### Complete the following
- A) In the market report, rewrite the stretch from "At 2:00 p.m." through "1.51%, to 12,693.78.", changing "fell" to "declined".
- B) According to the market report, which firm cut its rating on Boeing's shares to "underperform"?
- C) Using the market report, explain in one to three sentences why Lindsey Bell said investors were feeling nervous on the first trading day of the New Year.

### Document extract
# # #

The Dow, which touched a record high earlier in the session
along with the S&P 500, was also dragged down by a more than 4%
fall in Boeing Co's BA.N shares after Bernstein cut its rating
to "underperform," saying issues with MAX 787 could
significantly hurt the U.S. planemaker's free cash flow.
All three main indexes dropped to two-week lows from record
highs, fueled by monetary stimulus and the start of vaccine
rollouts.
The fate of U.S. President-elect Joe Biden's agenda,
meanwhile, including rewriting the tax code, boosting stimulus
and infrastructure spending hinges firmly on Tuesday's twin
Senate races in the battleground state of Georgia that will
determine control of the chamber. Wall Street's fear gauge .VIX touched a two-week high on
Monday.
"Investors are feeling a bit nervous on the first trading
day of the New Year and I think this is a confluence of
factors," said Lindsey Bell, chief investment strategist at Ally
Invest, in Charlotte, North Carolina.
She cited the rise in COVID-19 cases, the new virus variant
that has spread around the world, and the Georgia Senate race.
Total U.S. deaths from COVID-19 have reached more than
350,000. "Investors are at a point where they want to take breather
while they assess all the different things coming in the new
year," Bell said.
Almost all S&P sectors dropped with real estate .SPLRCR ,
utilities .SPLRCU and industrials .SPLRCI posting the
sharpest percentage declines. Consumer discretionary .SPLRD
and materials .SPLRCM hit all-time highs in early trading.
At 2:00 p.m. ET (1900 GMT), the Dow Jones Industrial Average
.DJI fell 456.14 points, or 1.49%, to 30,150.34, the S&P 500
.SPX lost 56.55 points, or 1.51%, to 3,699.52 and the Nasdaq
Composite .IXIC dropped 194.50 points, or 1.51%, to 12,693.78.

# # #

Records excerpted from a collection
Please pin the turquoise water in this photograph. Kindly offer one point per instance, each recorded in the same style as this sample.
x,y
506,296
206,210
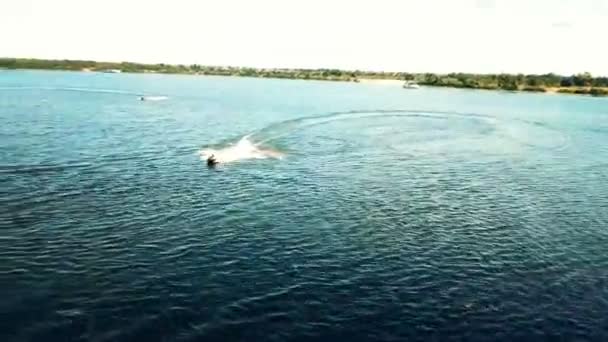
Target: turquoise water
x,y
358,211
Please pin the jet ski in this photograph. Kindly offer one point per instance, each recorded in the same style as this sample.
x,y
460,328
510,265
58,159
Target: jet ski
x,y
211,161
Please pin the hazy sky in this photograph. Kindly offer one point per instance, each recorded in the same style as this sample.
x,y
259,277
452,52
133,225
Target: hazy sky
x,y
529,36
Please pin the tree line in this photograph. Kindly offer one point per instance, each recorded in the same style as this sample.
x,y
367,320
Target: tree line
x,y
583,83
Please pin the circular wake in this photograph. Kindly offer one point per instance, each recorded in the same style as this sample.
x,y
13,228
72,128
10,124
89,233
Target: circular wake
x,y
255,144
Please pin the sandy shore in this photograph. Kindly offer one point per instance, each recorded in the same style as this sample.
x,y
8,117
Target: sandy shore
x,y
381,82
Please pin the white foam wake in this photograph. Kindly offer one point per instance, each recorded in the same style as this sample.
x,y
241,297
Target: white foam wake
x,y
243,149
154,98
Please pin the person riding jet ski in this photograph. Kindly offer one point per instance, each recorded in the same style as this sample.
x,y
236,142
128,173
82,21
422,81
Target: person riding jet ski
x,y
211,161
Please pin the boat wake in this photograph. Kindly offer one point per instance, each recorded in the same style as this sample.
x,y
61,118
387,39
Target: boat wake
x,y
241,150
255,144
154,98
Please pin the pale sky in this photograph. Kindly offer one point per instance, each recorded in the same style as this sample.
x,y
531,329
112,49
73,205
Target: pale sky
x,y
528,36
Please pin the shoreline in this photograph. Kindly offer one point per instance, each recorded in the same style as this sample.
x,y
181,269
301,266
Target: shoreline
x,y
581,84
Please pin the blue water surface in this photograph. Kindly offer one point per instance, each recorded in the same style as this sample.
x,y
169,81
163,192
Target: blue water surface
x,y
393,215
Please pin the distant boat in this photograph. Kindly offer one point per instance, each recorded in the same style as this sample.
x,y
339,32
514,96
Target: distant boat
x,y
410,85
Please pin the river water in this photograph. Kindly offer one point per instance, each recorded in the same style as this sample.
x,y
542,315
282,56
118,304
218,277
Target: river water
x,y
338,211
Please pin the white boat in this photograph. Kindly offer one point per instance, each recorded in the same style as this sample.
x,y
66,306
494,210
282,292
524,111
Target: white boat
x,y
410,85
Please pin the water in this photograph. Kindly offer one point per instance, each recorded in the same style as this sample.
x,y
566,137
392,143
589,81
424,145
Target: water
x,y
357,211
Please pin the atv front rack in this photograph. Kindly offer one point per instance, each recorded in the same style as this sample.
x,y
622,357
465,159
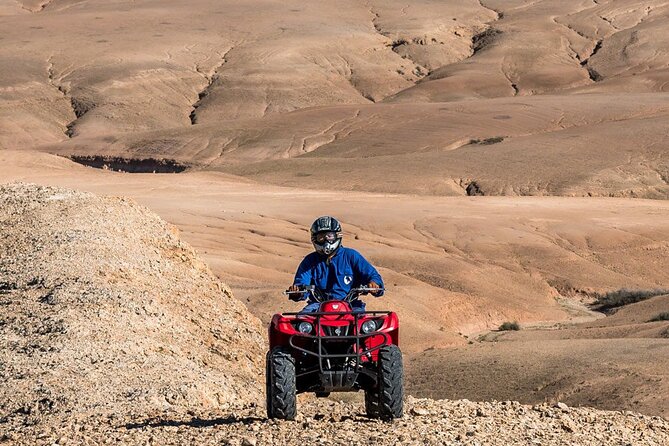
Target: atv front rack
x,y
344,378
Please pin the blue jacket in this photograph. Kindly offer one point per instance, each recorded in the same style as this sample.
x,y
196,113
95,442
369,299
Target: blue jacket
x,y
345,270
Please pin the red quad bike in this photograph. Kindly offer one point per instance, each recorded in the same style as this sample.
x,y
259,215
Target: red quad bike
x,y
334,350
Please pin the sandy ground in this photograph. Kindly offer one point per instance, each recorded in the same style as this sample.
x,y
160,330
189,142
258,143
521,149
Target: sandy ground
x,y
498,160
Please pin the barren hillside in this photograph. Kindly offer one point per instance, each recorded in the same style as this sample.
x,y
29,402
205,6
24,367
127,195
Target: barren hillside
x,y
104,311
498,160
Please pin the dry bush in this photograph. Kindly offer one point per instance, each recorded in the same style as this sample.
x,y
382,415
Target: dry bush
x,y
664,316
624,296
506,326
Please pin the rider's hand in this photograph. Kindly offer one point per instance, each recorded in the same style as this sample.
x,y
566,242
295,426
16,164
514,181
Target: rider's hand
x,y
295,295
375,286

# # #

### Answers to the exercise
- A)
At 2:00 p.m. ET (1900 GMT), the Dow Jones Industrial Average
.DJI declined 456.14 points, or 1.49%, to 30,150.34, the S&P 500
.SPX lost 56.55 points, or 1.51%, to 3,699.52 and the Nasdaq
Composite .IXIC dropped 194.50 points, or 1.51%, to 12,693.78.

- B) Bernstein

- C) Bell called it a confluence of factors. She cited the rise in COVID-19 cases, the new virus variant that has spread around the world, and the Georgia Senate race.